Send back the entries exactly as they were given.

RECORDS TO USE START

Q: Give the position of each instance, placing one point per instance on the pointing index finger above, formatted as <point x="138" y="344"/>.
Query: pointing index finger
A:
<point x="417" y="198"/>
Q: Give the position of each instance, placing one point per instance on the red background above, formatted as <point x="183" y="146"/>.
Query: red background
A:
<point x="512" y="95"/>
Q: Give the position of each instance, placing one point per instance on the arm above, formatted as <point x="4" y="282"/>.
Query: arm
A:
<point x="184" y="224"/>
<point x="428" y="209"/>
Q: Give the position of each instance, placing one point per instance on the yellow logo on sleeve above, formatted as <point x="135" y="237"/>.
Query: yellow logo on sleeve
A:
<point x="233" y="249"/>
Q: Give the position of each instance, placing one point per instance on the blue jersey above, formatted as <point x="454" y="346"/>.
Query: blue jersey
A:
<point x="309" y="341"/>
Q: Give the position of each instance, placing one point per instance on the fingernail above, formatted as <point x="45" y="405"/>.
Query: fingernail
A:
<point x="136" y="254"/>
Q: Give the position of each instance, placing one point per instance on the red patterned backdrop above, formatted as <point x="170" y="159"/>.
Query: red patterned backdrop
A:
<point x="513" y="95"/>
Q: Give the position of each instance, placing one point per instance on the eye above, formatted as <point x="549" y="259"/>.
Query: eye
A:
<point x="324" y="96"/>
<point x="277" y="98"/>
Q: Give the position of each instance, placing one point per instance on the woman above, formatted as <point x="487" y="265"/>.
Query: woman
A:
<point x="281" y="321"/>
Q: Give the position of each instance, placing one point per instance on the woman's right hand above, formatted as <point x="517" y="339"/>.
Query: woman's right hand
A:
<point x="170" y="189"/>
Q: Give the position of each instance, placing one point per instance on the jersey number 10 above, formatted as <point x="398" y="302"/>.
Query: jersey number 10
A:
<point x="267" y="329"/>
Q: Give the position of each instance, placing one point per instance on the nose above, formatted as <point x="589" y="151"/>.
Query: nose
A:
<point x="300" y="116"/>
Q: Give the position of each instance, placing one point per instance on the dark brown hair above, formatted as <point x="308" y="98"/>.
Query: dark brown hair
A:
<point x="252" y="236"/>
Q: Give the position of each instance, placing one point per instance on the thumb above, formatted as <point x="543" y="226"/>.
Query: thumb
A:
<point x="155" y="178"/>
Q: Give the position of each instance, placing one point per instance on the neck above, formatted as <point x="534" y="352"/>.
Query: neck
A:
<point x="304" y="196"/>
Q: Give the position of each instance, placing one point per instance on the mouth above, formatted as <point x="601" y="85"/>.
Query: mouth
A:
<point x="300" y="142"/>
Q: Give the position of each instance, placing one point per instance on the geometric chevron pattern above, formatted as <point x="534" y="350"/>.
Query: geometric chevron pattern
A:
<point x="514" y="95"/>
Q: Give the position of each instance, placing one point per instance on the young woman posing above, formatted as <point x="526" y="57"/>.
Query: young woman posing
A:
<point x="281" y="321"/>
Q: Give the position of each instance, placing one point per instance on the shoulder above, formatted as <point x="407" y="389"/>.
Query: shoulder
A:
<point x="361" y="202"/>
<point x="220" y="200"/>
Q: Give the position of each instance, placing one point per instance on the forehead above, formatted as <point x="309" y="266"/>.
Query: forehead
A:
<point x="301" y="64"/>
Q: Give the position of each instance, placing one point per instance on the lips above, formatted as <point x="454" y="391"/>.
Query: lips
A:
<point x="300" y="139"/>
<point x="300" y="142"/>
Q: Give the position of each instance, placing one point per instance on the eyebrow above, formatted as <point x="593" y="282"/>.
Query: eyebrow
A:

RECORDS TO USE END

» ANSWER TO THE EXERCISE:
Q: Give the position of each instance, placing one point per instance on the pointing index finger above, formatted as <point x="138" y="344"/>.
Query: pointing index finger
A:
<point x="417" y="198"/>
Q: Give the position of each instance, placing one point per instance on the red background above, formatted as <point x="183" y="146"/>.
Query: red background
A:
<point x="512" y="95"/>
Q: Give the position of each instance, placing one point per instance on the arm above, formatted as <point x="4" y="282"/>.
Query: arm
A:
<point x="184" y="224"/>
<point x="428" y="209"/>
Q: Give the position of each instance, placing one point per instance on the yellow logo on sleeve above, formatted as <point x="135" y="237"/>.
Query: yellow logo on sleeve
A:
<point x="233" y="249"/>
Q: Give the position of each instance, placing one point per instance on the blue jersey above, formatted as <point x="454" y="346"/>.
Query: blue jersey
A:
<point x="309" y="341"/>
Q: Give the position of each instance, placing one point per instance on the fingernail above, formatted as <point x="45" y="405"/>.
Query: fingernail
A:
<point x="136" y="254"/>
Q: Give the position of each instance, placing one point per instance on the red patterned backdrop above, formatted as <point x="170" y="159"/>.
Query: red patterned backdrop
A:
<point x="513" y="95"/>
Q: Give the position of each instance, placing one point per instance on the eye above, formatted as <point x="549" y="259"/>.
Query: eye
A:
<point x="324" y="96"/>
<point x="277" y="98"/>
Q: Give the position of each instance, placing one point per instance on the woman above, formatted as <point x="487" y="265"/>.
Query: woman
A:
<point x="281" y="321"/>
Q: Give the position of each instance, placing one point per instance on the woman's right hand above, formatted as <point x="517" y="339"/>.
Query: woman's right hand
A:
<point x="170" y="189"/>
Q: Give the position of each instance, placing one point per instance on the jersey number 10 above, formatted as <point x="398" y="302"/>.
Query: jersey number 10
A:
<point x="267" y="329"/>
Q: Give the position of each instance, placing one point per instance on the nose above, formatted as <point x="589" y="151"/>.
Query: nose
A:
<point x="300" y="116"/>
Q: Give the position of each instance, placing one point per instance on the dark brown hair above, formatted as <point x="308" y="98"/>.
Query: dark brown hair
A:
<point x="252" y="236"/>
Q: Give the position of each instance, placing one point per instance on the thumb above, formatted as <point x="543" y="226"/>.
Query: thumb
A:
<point x="155" y="178"/>
Q: Give the position of each instance, placing one point per instance on the neck above, formatted as <point x="534" y="352"/>.
Query: neck
A:
<point x="304" y="196"/>
Q: Give the position of each instance, placing one point per instance on the mouth above, formatted as <point x="601" y="85"/>.
Query: mouth
A:
<point x="300" y="142"/>
Q: Give the position of each instance, placing one point per instance on the geometric chevron pattern above, formatted as <point x="534" y="350"/>.
Query: geometric chevron pattern
A:
<point x="514" y="95"/>
Q: Give the position of each instance, placing one point per instance on the young woman posing above, formatted as <point x="526" y="57"/>.
Query: young woman posing
A:
<point x="281" y="321"/>
Q: Give the position of each instance, placing one point per instance on the shoulder above, formatted as <point x="407" y="389"/>.
Query: shoulder
A:
<point x="361" y="202"/>
<point x="220" y="200"/>
Q: Give the position of each instance, placing one point per instance on the forehead above, formatted as <point x="309" y="266"/>.
Query: forehead
A:
<point x="301" y="64"/>
Q: Give the position of each instance, placing one point per instance on the lips above, formatted as <point x="454" y="391"/>.
Query: lips
A:
<point x="300" y="139"/>
<point x="300" y="142"/>
Q: Give the position of each instance, placing one point per instance on the eyebrow above, formatted as <point x="593" y="282"/>.
Query: eyebrow
A:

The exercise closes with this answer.